[Dataset records]
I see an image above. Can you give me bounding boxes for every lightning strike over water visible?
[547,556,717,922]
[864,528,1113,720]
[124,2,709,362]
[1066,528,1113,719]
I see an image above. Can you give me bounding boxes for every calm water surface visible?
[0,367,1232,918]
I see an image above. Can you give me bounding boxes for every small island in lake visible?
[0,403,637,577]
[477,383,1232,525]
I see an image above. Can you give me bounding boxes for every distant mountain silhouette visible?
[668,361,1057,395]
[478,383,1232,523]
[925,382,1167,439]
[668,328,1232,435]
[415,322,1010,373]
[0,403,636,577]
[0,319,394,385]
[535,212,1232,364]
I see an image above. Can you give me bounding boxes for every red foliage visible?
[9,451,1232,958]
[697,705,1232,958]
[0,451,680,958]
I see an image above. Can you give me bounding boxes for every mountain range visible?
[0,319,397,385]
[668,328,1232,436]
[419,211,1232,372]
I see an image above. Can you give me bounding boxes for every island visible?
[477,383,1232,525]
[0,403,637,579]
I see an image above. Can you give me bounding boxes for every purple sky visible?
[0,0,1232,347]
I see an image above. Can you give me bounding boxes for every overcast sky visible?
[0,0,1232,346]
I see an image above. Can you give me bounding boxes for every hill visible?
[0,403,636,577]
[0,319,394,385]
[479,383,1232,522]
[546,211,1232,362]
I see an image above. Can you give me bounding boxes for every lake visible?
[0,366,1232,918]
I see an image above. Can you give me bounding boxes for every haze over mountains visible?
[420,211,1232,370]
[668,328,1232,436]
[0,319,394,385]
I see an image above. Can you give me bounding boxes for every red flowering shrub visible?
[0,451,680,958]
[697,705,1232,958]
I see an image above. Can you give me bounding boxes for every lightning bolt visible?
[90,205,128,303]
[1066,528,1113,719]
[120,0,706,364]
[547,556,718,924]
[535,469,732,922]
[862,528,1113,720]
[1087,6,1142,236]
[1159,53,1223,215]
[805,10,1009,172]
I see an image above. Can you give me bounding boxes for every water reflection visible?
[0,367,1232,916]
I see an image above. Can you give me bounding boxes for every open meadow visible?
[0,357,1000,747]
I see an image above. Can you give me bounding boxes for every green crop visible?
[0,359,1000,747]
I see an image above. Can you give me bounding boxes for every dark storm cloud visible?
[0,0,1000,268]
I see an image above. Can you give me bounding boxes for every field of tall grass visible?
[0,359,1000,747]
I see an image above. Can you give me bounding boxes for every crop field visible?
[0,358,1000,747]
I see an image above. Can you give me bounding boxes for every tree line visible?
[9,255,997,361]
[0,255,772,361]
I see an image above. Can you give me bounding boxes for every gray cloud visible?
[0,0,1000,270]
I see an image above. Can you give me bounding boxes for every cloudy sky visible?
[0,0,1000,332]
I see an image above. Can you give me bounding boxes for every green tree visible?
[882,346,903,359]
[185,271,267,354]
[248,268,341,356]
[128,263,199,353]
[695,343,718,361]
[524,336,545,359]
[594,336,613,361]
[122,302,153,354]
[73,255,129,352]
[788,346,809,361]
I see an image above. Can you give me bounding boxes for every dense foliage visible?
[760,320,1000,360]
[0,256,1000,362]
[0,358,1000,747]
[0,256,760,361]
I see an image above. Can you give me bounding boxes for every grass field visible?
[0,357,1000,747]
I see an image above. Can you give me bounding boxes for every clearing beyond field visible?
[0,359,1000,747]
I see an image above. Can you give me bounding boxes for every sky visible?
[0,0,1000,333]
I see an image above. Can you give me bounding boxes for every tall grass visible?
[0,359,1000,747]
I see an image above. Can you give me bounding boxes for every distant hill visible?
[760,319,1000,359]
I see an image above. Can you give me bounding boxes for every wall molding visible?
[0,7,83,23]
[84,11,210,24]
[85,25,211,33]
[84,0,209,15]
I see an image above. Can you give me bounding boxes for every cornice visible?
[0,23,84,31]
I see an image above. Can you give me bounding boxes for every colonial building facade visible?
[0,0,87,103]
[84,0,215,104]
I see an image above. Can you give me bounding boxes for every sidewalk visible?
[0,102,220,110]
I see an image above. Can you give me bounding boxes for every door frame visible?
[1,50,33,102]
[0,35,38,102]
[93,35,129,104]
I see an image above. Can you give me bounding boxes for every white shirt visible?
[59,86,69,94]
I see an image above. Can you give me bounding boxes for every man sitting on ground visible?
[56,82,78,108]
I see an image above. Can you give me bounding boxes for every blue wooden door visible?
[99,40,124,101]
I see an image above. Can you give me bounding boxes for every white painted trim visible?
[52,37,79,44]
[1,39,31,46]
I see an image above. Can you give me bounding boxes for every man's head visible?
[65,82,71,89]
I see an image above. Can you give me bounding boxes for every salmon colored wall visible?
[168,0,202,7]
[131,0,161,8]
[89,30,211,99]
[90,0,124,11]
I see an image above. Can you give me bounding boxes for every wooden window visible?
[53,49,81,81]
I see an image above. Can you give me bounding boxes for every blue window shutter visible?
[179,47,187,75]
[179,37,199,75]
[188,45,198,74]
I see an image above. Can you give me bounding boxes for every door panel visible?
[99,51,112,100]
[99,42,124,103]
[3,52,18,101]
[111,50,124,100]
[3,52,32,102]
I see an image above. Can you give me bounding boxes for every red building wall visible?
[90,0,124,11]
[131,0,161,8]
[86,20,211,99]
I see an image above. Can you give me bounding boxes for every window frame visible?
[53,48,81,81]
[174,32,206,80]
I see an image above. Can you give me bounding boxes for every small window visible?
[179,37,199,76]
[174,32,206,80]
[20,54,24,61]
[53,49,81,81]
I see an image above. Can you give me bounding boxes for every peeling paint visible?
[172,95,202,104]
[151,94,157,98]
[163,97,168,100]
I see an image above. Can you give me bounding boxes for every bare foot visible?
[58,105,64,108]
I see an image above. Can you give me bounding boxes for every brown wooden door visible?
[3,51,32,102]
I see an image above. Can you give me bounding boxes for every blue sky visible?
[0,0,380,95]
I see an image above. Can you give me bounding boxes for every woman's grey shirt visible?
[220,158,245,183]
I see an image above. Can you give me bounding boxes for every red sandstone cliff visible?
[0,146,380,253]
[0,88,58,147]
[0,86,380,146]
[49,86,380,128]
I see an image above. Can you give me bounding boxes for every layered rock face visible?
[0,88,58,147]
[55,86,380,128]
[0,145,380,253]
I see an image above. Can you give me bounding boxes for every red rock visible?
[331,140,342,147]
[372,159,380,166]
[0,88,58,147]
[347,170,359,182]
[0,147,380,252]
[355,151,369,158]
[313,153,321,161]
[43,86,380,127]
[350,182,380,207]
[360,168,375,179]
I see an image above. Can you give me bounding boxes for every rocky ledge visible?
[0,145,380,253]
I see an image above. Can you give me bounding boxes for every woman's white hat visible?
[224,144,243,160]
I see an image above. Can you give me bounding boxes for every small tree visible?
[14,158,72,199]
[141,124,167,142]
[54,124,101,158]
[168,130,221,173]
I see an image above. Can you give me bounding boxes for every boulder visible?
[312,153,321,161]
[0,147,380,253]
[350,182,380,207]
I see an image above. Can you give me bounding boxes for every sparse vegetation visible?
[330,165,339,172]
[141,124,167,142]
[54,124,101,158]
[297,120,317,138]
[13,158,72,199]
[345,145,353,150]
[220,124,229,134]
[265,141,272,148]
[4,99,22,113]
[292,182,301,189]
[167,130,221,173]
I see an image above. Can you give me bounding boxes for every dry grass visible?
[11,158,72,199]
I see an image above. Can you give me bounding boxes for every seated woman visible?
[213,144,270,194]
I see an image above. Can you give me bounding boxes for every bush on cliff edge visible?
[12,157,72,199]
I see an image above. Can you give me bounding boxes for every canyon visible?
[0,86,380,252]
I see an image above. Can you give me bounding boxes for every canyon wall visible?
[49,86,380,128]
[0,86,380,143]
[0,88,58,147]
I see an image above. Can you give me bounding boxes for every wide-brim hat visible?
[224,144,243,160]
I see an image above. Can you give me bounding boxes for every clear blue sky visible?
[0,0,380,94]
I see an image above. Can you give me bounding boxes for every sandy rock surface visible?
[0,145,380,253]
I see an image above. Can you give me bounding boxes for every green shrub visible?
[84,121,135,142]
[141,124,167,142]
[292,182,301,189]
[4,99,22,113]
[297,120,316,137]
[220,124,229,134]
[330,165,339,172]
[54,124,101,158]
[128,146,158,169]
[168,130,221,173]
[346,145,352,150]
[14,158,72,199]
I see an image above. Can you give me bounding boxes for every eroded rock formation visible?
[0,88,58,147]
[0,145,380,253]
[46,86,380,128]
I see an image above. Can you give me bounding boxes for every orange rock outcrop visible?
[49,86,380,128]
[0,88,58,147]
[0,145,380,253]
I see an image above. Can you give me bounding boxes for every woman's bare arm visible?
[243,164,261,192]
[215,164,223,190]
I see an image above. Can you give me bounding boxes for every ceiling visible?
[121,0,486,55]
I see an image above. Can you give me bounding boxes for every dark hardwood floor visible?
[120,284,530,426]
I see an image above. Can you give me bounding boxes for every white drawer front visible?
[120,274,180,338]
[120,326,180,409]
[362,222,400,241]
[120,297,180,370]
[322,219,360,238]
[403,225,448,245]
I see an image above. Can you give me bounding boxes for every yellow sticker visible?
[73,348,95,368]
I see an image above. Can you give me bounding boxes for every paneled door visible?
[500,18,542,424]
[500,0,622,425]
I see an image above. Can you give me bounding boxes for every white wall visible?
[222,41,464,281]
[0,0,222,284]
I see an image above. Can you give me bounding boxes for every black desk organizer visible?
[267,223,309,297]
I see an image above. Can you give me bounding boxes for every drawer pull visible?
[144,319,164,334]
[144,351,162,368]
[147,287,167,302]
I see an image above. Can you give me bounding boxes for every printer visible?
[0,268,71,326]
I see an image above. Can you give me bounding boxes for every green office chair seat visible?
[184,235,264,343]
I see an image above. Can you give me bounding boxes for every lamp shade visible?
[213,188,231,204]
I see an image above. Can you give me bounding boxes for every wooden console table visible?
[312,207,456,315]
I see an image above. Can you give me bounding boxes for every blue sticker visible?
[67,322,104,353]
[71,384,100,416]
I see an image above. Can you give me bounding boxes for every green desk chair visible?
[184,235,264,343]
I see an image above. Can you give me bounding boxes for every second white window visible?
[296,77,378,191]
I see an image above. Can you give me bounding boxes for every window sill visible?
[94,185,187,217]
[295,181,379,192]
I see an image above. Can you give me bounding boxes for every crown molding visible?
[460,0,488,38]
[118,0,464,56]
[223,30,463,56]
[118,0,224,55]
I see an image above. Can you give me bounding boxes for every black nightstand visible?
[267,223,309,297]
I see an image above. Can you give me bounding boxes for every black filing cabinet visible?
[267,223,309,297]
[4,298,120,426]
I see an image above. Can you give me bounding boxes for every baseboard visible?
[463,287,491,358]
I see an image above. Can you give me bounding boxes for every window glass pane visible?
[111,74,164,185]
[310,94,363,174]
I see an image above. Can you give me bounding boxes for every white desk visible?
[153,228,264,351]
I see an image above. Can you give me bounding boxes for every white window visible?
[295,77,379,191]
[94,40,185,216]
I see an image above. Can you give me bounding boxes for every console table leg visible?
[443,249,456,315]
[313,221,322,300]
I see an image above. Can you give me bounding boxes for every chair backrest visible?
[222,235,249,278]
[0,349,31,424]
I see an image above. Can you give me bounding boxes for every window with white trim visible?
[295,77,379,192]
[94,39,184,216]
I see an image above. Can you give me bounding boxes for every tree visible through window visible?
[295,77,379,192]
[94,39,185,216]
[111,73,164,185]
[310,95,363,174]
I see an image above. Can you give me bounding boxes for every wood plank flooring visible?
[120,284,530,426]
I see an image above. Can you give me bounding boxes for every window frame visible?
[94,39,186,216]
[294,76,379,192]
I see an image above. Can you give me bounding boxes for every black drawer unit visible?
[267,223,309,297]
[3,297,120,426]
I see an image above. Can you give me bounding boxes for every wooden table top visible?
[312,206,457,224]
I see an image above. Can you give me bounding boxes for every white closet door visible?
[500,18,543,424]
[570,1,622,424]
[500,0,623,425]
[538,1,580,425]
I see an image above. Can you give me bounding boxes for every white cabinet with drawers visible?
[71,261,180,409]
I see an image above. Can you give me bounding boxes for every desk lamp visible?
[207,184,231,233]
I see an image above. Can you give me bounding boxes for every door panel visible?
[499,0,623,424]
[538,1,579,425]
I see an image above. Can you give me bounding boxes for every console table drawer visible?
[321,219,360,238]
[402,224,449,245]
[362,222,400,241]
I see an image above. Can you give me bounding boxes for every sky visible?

## EXERCISE GOAL
Shift every bounding box coordinate by -96 in the stretch of material from the line containing "rock surface visible?" through the line containing "[46,86,380,128]", and write out all of those lines again with the requests included. Leave the requests unchanged.

## OUTPUT FOR THIS TASK
I see an image above. Can you give me bounding boxes for every sandy rock surface visible?
[-96,49,284,157]
I see an image above. Can you give me bounding boxes for every green shrub visible?
[-12,25,39,46]
[45,28,71,46]
[196,86,205,93]
[-92,3,-74,17]
[201,24,220,41]
[124,28,133,38]
[234,69,243,76]
[-42,28,5,62]
[32,50,62,73]
[72,34,125,77]
[250,49,256,54]
[-82,62,-24,103]
I see an image above. Can you give me bounding boxes for every eroded rock formation visible?
[-96,-8,-38,51]
[-96,49,284,157]
[-50,-10,284,32]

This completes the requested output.